WHAT IS BEING ASKED | Restate the entries below in full, exactly as they read, but without pictures.

Saved entries
——————
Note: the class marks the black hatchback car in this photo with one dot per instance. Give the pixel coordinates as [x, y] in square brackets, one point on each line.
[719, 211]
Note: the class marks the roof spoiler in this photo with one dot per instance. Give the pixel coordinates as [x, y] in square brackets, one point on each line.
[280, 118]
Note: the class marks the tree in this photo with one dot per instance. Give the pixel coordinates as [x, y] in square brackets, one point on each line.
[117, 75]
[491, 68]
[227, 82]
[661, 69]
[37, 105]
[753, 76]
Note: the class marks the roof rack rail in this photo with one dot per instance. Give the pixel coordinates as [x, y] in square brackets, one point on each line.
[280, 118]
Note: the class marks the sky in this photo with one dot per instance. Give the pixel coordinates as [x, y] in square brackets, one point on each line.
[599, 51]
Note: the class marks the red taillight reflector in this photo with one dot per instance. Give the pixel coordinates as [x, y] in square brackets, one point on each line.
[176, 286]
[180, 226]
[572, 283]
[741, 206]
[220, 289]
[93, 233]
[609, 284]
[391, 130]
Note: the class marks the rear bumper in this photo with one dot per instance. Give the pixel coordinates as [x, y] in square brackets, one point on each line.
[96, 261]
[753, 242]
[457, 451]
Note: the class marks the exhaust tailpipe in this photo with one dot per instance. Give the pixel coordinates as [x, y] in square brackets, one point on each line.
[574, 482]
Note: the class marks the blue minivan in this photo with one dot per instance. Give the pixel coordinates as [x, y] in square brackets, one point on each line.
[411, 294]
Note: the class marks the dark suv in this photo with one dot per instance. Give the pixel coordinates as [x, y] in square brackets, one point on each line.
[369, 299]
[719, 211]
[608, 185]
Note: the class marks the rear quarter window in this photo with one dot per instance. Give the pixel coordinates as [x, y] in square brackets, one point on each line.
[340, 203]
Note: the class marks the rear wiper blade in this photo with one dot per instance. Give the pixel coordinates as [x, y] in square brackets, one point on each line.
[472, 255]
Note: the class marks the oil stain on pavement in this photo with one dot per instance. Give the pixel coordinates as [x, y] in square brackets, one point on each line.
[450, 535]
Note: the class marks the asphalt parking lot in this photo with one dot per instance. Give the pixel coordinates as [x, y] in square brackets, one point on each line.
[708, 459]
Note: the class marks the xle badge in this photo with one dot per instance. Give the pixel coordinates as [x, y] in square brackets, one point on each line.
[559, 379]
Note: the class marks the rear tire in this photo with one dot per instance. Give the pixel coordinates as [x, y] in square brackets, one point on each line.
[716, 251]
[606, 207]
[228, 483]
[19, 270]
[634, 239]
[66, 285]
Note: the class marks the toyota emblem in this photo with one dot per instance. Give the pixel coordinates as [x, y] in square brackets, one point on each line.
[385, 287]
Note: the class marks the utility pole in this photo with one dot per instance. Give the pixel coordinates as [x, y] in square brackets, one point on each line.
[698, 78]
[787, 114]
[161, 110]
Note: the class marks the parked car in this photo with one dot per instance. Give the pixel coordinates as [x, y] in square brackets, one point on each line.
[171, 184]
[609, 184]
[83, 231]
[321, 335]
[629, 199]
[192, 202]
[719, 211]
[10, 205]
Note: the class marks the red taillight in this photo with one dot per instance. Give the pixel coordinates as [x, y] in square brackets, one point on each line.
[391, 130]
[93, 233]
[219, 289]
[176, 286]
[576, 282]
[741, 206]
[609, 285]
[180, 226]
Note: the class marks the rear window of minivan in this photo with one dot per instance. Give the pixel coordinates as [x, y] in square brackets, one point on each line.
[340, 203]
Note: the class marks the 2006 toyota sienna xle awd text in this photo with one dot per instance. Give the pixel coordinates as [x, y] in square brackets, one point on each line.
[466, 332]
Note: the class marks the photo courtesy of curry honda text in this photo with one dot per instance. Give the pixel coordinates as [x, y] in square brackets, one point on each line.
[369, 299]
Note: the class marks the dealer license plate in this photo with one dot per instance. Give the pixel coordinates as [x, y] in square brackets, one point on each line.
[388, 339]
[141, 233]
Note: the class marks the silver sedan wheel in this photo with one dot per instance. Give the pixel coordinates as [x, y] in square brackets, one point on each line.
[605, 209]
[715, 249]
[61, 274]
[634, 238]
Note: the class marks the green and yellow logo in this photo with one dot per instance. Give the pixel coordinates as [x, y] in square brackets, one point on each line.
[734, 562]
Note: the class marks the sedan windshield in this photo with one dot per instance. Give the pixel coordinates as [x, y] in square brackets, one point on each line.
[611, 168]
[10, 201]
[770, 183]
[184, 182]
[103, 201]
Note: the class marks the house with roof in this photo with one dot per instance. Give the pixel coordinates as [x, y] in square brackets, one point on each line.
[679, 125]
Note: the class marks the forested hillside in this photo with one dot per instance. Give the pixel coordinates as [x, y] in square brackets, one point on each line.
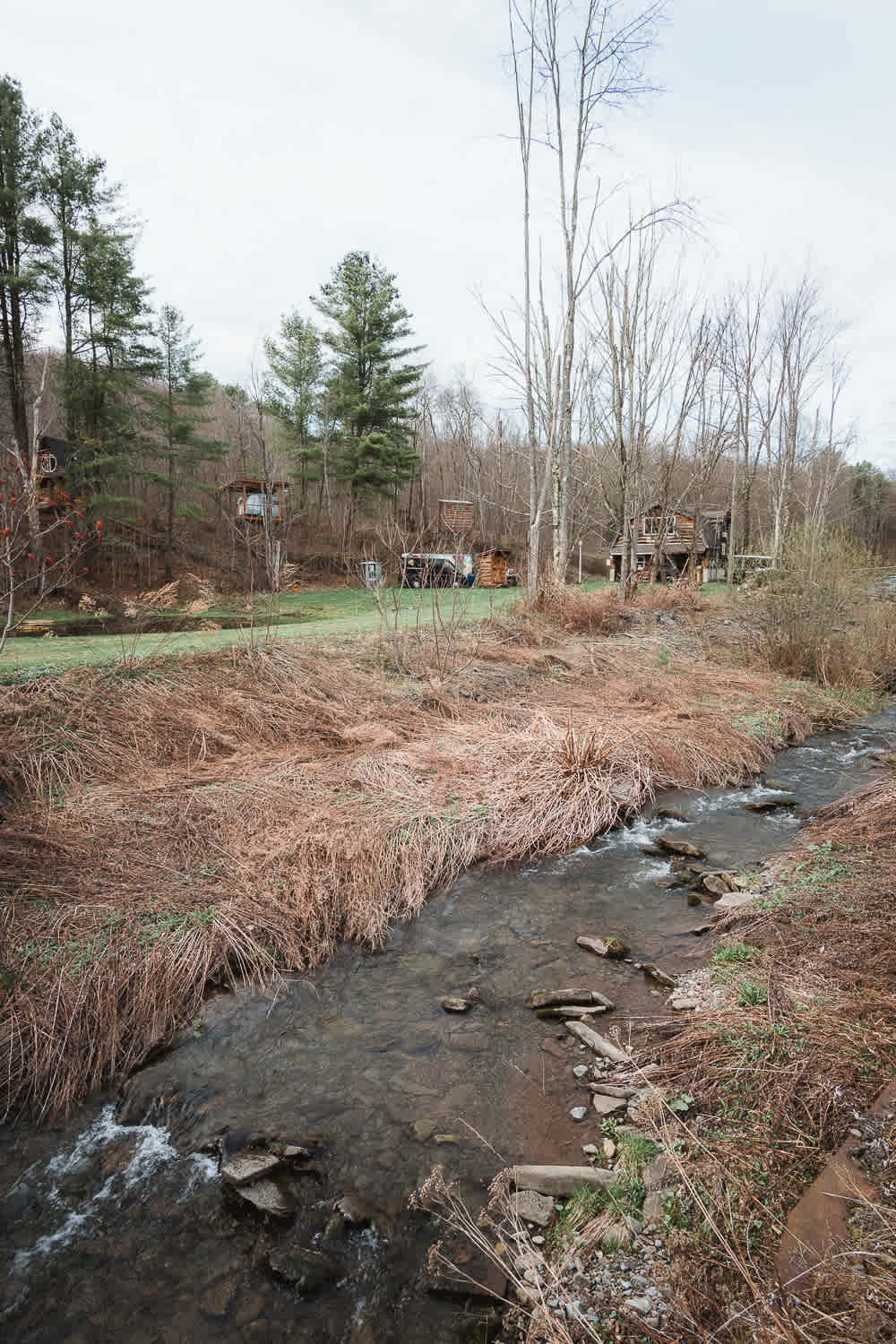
——————
RESPONSE BOX |
Note: the class marks the black hatchback car in this photo with one dot per instance. Give the pixel coordinates as [x, y] in square brackets, one point on each line.
[719, 211]
Note: the class marks the roof spoiler in this photo with one dot per instance. Give the pixel coordinates as [x, y] in square brackets, one point on each line.
[280, 118]
Note: the class marks the tree in this photo with one dot per instance. Give the pixel coordinates as [x, y] in square brackets, one point on each line.
[117, 75]
[491, 68]
[227, 82]
[661, 69]
[37, 105]
[753, 76]
Note: the class marks the roof rack rail in this photo with one dot per instance. Give the pixel coordinates as [x, y] in square brackets, one point on each line.
[280, 118]
Note: the class marks the sky in this photo with one dot per instance. Give the pixel coordinates as [x, y] in square brackets, one point on each line.
[599, 51]
Note: the class marks the red taillight reflector in this photo with one dot per instance. Give the pixel coordinates as [x, y] in square brackets, one point on each line.
[176, 286]
[180, 226]
[572, 283]
[741, 206]
[220, 289]
[93, 233]
[609, 284]
[391, 130]
Note: the class marks the rear bumper in this photo with one dot per instance. Give the pixel coordinates as [x, y] in square brackets, one point on each line.
[96, 261]
[753, 242]
[457, 451]
Note: the class marks the exhaust tailpipe in this photo with one dot per instance. Give the pixel coordinates as [x, y] in square brackets, one point on each line.
[574, 482]
Note: the class marks the blue minivan in this photo with one dot per instance. Give the pixel coordinates as [x, y] in square brackets, one point on each line.
[411, 294]
Note: the class marks the dark suv in this photo with one dot per instance. Give the pixel coordinates as [x, y] in square brackets, one point on each line.
[369, 299]
[719, 211]
[608, 185]
Note: the class marks the rear quarter window in this photo with one dot per instance. Give the pixel coordinates as [x, y] in square brackets, one point on each line.
[340, 203]
Note: the class marks the rear wiper blade in this photo with one dot per instance. Give the pixel coordinates as [x, y] in square brackets, one point on each line.
[472, 255]
Note: the class marks the oil stain on pavement in this photo with one dot per instance. Give the pixel coordinates as [x, y] in square brackets, one point on each line.
[450, 535]
Note: the class marks the asphalt parking lot in this photo with one dot per instance. Give the pixel coordinates as [x, y] in square brackets, one point on each line.
[708, 459]
Note: the class marks the xle badge in this photo with one dot per instance. Give the pixel coordinates as [x, y] in square brackets, one point on each line.
[559, 379]
Note: the class marks the rear tire in this photo with one dot per instance. Give the pixel coordinates as [x, y] in square brackets, one point on each line.
[716, 251]
[606, 207]
[228, 483]
[19, 270]
[634, 239]
[66, 285]
Note: the class marks the toyota emblem in this photo with one dot per instance. Give the pixel coordinates as [x, y] in square brackets, one point on each line.
[385, 287]
Note: the class marks the utility pole in this photo with one dot per instance. Give the pixel coordinates as [x, y] in square brackets, one point on each line.
[698, 78]
[787, 114]
[161, 110]
Note: the class marks the parked car in this photo with one dot per instance. Give the pixel coordinates as [x, y] in square brackets, one point on each line.
[171, 184]
[609, 184]
[83, 231]
[321, 335]
[629, 199]
[192, 202]
[719, 211]
[10, 205]
Note: the class marks the red taillight in this photo with one dot per instance. Give the pixel coordinates as [x, y] in square brackets, one point on each line.
[391, 130]
[93, 233]
[219, 289]
[176, 286]
[576, 282]
[741, 206]
[609, 285]
[180, 226]
Note: the class marks the rear window of minivan in this photo with one dot per instance. Give the pixel coordinates as [x, y] in square brackets, one point on each line.
[340, 203]
Note: the class marks the 2006 toyota sienna xle awd text in this photo with one dot per instance. Give the pixel coordinates as [x, y] in square brackets, one point on each line.
[466, 332]
Note: the class marks the photo courtesy of curry honda text in this photo with one dot per instance. Give the pixel coordinates as [x, y] in square brackets, one point on each line.
[369, 299]
Note: the class marks the dealer license plate in this photo with one dot per instance. Give the pixel coordinates as [x, y] in square brackets, one point on each line.
[388, 339]
[141, 233]
Note: the class marks the silver sedan wheel in this photo with one dot per instance. Give the pixel coordinates as [x, y] in square brackets, one point on each line.
[605, 209]
[715, 249]
[61, 274]
[634, 238]
Note: the class marks the green and yellow logo in this photo with one dot per instance. Give the pixel coordinates as [x, y] in square brackets, one point on each line.
[734, 562]
Note: the class marks the sedan windshield in this photo with one dot per instance. Give the pixel coordinates as [x, y] in square brackets, one point on each line.
[611, 168]
[10, 201]
[770, 183]
[184, 182]
[103, 201]
Note: the class marks the house with roof in this photo with one dot per instance. Give the pixel coordinates as [x, y] in square brackets, one point on each line.
[679, 125]
Note: the class marks the forested hillside in this photo with one dot per instance. Give the pixel coordinates as [x, y] in square brackets, one point on each line.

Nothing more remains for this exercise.